* **Jouw opdrachten**
1 – Herhaal woordelijk het stuk uit de bijbeltekst vanaf "Laten we drie" tot en met "dan alleen Jezus.".
2 – Beantwoord de volgende vragen over de bijbeltekst.
(a) Welke drie mensen nam Jezus mee de berg op?
(b) Voor wie wilde Petrus de tenten bouwen?
(c) Wat zei de stem uit de wolk?

* **Tekstfragment**
------------

Saturday, 27 February 2021

Naar een Nieuwe Wereld

 

 

In die tijd
nam Jezus Petrus, Jakobus en Johannes met zich mee
en bracht hen boven op een berg
waar zij geheel alleen waren.
Hij werd voor hun ogen van gedaante veranderd:
zijn kleed werd glanzend
en zo wit als geen bleker ter wereld maken kan.
Elia verscheen hun samen met Mozes
en zij onderhielden zich met Jezus.
Petrus nam het woord en zei tot Jezus:
“Rabbi, het is goed dat we hier zijn.
Laten we drie tenten bouwen,
een voor U, een voor Mozes en een voor Elia.”
Hij wist niet goed wat hij zei,
want ze waren allen geheel verbluft.
Een wolk kwam hen overschaduwen
en uit die wolk klonk een stem:
“Dit is mijn Zoon,
de Welbeminde,
luistert naar Hem.”
Toen ze rondkeken,
zagen ze plotseling niemand anders bij hen dan alleen Jezus.
Onder het afdalen van de berg
verbood Jezus hun aan iemand te vertellen wat ze gezien hadden,
voordat de Mensenzoon uit de doden zou zijn opgestaan.
Zij hielden het inderdaad voor zich,
al vroegen zij zich onder elkaar af
wat dat opstaan uit de doden mocht betekenen.

------------

* **Fragmenten uit materiaal**
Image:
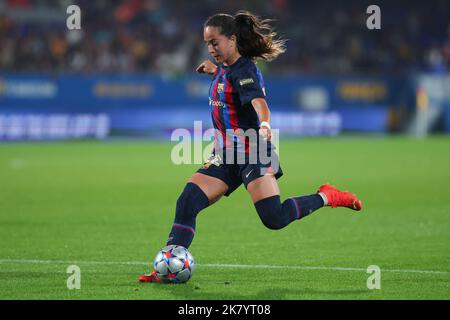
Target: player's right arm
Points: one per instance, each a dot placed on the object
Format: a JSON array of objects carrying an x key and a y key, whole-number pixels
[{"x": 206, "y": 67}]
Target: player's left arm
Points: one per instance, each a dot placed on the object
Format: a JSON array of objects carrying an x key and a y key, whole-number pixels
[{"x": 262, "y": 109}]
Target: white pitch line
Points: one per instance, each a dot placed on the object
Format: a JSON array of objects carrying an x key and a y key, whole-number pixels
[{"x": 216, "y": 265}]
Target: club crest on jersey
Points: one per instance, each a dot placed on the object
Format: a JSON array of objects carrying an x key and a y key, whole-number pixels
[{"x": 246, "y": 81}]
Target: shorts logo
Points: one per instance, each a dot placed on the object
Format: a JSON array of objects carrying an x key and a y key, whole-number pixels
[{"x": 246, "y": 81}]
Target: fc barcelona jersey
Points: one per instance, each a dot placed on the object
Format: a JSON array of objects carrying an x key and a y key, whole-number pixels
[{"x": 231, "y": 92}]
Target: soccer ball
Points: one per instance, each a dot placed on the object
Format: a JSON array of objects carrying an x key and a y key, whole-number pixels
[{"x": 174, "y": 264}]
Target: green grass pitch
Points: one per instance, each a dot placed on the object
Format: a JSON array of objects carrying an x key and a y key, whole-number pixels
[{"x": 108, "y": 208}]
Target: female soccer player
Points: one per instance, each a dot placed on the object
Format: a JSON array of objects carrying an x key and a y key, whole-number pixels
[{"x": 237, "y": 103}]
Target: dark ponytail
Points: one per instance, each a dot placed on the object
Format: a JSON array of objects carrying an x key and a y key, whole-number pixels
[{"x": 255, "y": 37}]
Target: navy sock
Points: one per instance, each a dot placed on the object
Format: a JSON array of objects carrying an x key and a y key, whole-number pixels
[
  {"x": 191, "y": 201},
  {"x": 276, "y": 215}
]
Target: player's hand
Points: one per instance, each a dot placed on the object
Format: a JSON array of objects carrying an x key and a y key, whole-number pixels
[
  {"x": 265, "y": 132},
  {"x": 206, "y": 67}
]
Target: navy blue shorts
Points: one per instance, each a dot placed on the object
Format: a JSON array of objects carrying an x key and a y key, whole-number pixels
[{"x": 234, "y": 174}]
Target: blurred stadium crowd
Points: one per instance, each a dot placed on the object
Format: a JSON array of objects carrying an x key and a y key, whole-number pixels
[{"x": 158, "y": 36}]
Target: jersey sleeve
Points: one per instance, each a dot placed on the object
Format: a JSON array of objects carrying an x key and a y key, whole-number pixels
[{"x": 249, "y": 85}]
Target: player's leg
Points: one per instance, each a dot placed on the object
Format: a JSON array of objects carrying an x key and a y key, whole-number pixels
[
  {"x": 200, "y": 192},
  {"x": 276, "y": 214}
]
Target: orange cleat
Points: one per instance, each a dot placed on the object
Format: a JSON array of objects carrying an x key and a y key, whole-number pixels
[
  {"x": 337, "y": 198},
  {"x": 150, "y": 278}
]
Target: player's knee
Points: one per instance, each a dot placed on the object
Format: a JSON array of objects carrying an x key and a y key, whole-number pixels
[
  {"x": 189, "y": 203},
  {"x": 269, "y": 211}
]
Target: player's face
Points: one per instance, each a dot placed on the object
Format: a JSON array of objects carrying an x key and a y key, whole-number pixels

------------

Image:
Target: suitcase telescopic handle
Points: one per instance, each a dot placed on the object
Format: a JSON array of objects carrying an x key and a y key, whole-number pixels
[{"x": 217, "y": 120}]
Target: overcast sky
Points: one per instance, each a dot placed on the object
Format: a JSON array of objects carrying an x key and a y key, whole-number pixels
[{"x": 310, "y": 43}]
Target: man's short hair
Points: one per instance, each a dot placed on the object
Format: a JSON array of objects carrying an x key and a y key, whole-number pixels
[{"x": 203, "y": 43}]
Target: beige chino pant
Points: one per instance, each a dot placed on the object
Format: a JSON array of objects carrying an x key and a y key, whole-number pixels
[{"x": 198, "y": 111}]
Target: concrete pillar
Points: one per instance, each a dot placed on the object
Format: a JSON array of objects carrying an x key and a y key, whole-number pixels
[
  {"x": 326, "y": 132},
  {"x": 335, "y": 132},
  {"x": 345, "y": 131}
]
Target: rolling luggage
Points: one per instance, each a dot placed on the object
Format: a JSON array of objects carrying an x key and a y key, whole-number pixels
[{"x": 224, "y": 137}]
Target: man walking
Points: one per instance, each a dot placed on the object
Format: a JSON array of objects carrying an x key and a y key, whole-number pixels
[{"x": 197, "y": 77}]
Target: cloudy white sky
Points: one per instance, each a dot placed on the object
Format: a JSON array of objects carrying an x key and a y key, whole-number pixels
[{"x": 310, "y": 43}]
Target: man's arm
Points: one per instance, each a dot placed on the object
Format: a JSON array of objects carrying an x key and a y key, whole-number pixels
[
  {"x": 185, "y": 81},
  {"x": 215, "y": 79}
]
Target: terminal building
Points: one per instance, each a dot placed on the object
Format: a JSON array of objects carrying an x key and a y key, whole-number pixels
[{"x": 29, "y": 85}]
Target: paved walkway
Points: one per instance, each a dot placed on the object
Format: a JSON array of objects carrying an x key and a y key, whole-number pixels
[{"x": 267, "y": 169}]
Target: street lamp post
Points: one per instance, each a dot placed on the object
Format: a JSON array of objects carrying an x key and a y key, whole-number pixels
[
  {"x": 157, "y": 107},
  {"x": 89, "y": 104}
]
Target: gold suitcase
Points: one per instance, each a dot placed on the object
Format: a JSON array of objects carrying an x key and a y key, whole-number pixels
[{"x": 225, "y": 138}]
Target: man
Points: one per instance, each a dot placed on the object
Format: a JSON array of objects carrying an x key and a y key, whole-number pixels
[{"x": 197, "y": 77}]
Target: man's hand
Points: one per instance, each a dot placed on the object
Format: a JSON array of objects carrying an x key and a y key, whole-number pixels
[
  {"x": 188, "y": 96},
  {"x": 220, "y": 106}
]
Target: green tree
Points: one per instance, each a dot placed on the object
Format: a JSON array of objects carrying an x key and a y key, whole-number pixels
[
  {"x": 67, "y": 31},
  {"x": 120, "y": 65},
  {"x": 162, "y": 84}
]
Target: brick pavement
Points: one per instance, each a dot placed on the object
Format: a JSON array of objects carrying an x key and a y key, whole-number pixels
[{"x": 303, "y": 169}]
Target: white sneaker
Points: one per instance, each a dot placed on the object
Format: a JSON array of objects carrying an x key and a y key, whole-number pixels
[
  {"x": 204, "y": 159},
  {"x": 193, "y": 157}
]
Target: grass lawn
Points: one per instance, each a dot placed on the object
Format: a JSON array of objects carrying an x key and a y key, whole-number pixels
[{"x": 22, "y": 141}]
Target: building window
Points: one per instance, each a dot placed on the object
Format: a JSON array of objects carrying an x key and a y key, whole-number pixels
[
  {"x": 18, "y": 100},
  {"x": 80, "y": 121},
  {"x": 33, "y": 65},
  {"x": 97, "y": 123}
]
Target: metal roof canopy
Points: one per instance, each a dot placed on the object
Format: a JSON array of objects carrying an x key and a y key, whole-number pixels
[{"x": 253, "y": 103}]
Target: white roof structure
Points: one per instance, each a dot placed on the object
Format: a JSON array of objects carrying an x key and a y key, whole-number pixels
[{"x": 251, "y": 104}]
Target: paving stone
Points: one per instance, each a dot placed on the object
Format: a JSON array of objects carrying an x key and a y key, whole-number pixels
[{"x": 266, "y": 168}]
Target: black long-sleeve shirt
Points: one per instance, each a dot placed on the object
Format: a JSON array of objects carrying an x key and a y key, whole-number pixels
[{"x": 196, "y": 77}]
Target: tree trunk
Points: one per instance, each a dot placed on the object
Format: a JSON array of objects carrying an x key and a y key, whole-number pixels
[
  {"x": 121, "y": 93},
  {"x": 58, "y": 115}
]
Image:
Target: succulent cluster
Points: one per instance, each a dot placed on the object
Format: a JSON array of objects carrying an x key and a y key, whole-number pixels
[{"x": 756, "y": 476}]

------------

* **Antwoorden per opdracht**
1 –
Laten we drie tenten bouwen,
een voor U, een voor Mozes en een voor Elia.”
Hij wist niet goed wat hij zei,
want ze waren allen geheel verbluft.
Een wolk kwam hen overschaduwen
en uit die wolk klonk een stem:
“Dit is mijn Zoon,
de Welbeminde,
luistert naar Hem.”
Toen ze rondkeken,
zagen ze plotseling niemand anders bij hen dan alleen Jezus.

2 –
(a) Petrus, Jakobus en Johannes.
(b) Voor Jezus, voor Mozes en voor Elia.
(c) "Dit is mijn Zoon, de Welbeminde, luistert naar Hem."